Your goal: Copy the lines below verbatim. Begin with the first and end with the line containing "# drop a dot on each instance of the woman's smile;".

Referring expression data
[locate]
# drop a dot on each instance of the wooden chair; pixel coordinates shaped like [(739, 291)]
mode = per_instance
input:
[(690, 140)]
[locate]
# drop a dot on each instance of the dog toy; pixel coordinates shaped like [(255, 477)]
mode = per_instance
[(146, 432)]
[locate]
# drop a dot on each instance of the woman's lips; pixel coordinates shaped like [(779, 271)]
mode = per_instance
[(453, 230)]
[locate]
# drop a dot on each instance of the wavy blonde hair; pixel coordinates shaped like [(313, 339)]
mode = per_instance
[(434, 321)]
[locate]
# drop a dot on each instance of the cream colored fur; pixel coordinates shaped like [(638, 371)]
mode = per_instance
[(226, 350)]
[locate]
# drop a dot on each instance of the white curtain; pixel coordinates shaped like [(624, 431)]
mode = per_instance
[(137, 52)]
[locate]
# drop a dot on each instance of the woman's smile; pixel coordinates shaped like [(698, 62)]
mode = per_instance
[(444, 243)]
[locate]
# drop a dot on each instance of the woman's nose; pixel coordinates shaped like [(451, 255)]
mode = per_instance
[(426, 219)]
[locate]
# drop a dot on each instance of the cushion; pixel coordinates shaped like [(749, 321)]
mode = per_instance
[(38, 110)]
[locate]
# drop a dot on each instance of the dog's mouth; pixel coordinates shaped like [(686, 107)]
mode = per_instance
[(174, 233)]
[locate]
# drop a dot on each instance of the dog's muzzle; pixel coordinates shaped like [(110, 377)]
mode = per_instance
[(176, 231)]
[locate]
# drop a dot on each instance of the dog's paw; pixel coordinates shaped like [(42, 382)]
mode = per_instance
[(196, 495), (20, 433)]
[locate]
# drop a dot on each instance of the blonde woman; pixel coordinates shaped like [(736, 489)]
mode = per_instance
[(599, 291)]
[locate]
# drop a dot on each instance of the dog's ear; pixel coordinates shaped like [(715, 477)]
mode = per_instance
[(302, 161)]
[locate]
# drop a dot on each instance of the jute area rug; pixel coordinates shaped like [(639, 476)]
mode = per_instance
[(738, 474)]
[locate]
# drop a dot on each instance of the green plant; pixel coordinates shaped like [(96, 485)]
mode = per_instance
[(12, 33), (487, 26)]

Problem solution:
[locate]
# drop a dot on each instance of the wooden chair; pixel coordinates shaped like [(739, 291)]
mode = per_instance
input:
[(690, 140)]
[locate]
# drop a dot on each instance of the dog toy; pixel coordinates shaped like [(255, 477)]
mode = per_instance
[(146, 432)]
[locate]
# drop a dot on each instance of the woman's lips; pixel coordinates shaped like [(779, 271)]
mode = per_instance
[(453, 230)]
[locate]
# drop a dot on each instance of the wavy blonde hair; pixel coordinates shaped like [(313, 339)]
mode = per_instance
[(434, 321)]
[locate]
# drop a dot on each instance of the cream colored fur; pixel coordinates shaped like [(638, 371)]
mode = per_instance
[(226, 350)]
[locate]
# drop a dot on each instance of the white curtain; pixel coordinates shaped like [(624, 431)]
mode = per_instance
[(137, 52)]
[locate]
# drop a dot on each instance of the woman's smile; pixel coordinates shaped like [(698, 62)]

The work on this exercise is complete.